- **Text excerpt**:
►

RoboPaper Atlas
← Back to the co-author network

How the co-author network works

Two analyses share the same graph: Top 100 hubs ranks individuals, Communities discovers groups. They answer different questions.

The underlying graph

Authors are nodes. An undirected edge joins two authors if they co-published at least one paper across the 13 venues indexed by the atlas (ICRA · IROS · RA-L · T-RO · RSS · IJRR · Sci-Rob · SoRo · T-Mech · T-FR · RA-P · T-ASE · RAM). Edge weight = how many papers they co-authored together.

Two thresholds prune the graph before visualisation:

Result: 23,806 authors connected by 68,598 edges in the exported dataset. The Edge threshold slider on the viewer further filters edges at render time (default = 5, i.e. only show pairs who co-wrote 5+ papers).

Top 100 hubs — who is the most connected?

Definition: authors with the most distinct co-authors visible in the current view.

hub_score(author) = degree(author)     (= number of co-authors in the currently-visible subgraph)

◄

- **Extracted records**:
►

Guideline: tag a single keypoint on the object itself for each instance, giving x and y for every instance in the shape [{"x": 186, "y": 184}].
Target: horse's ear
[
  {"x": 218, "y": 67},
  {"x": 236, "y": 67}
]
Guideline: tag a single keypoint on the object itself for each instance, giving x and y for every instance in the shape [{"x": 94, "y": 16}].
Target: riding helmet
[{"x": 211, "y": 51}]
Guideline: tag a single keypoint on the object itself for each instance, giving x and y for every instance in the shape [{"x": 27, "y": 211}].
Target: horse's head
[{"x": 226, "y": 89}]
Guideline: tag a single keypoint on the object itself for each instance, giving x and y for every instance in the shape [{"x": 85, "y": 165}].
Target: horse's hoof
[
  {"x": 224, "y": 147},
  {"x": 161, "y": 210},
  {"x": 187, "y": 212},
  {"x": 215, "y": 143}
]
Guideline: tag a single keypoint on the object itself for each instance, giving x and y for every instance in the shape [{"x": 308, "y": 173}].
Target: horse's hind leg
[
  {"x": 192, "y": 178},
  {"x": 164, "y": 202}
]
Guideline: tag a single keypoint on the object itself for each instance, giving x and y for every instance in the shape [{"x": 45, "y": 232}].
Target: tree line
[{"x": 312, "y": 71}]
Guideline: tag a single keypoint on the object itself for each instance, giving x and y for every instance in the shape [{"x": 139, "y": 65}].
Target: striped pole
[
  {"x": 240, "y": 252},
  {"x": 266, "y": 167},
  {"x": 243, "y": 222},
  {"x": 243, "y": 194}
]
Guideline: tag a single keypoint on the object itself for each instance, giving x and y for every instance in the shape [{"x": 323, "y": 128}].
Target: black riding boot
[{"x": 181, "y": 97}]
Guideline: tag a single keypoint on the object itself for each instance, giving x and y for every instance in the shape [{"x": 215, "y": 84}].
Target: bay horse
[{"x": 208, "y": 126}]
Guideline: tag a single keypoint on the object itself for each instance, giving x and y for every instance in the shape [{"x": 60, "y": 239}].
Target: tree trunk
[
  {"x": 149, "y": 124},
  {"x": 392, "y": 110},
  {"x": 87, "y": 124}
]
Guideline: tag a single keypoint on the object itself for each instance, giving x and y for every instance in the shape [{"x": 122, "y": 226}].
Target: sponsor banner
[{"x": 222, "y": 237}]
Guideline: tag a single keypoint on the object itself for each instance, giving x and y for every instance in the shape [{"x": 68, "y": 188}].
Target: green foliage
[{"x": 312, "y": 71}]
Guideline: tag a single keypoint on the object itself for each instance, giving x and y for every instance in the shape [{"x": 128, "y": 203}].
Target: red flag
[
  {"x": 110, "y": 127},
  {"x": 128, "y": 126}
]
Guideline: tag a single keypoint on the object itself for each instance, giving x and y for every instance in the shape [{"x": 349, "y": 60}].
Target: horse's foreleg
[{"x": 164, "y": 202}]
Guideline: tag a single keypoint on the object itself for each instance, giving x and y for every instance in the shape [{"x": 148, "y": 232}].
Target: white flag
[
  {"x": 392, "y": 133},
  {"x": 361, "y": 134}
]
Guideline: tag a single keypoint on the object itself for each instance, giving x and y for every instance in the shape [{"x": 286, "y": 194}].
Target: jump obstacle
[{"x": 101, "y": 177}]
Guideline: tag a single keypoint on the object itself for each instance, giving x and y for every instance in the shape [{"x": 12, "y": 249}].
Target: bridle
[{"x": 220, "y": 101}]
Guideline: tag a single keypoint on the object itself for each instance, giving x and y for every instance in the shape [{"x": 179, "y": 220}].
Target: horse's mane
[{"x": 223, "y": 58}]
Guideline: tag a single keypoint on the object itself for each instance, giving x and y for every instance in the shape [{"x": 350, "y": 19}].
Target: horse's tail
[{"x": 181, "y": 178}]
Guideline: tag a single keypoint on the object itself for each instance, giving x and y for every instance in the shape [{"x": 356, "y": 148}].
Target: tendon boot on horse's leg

◄

- **Problems and tasks**:
(1) Answer these questions about the co-author network page:
(a) How many venues does the atlas index?
(b) What is the default setting of the Edge threshold slider?
(c) How many authors does the exported dataset contain?
(2) Print word for word everything in the co-author network page from "Two analyses share" down to "they co-authored together.".

- **Answer set**:
(1)
(a) 13
(b) 5
(c) 23,806

(2)
Two analyses share the same graph: Top 100 hubs ranks individuals, Communities discovers groups. They answer different questions.

The underlying graph

Authors are nodes. An undirected edge joins two authors if they co-published at least one paper across the 13 venues indexed by the atlas (ICRA · IROS · RA-L · T-RO · RSS · IJRR · Sci-Rob · SoRo · T-Mech · T-FR · RA-P · T-ASE · RAM). Edge weight = how many papers they co-authored together.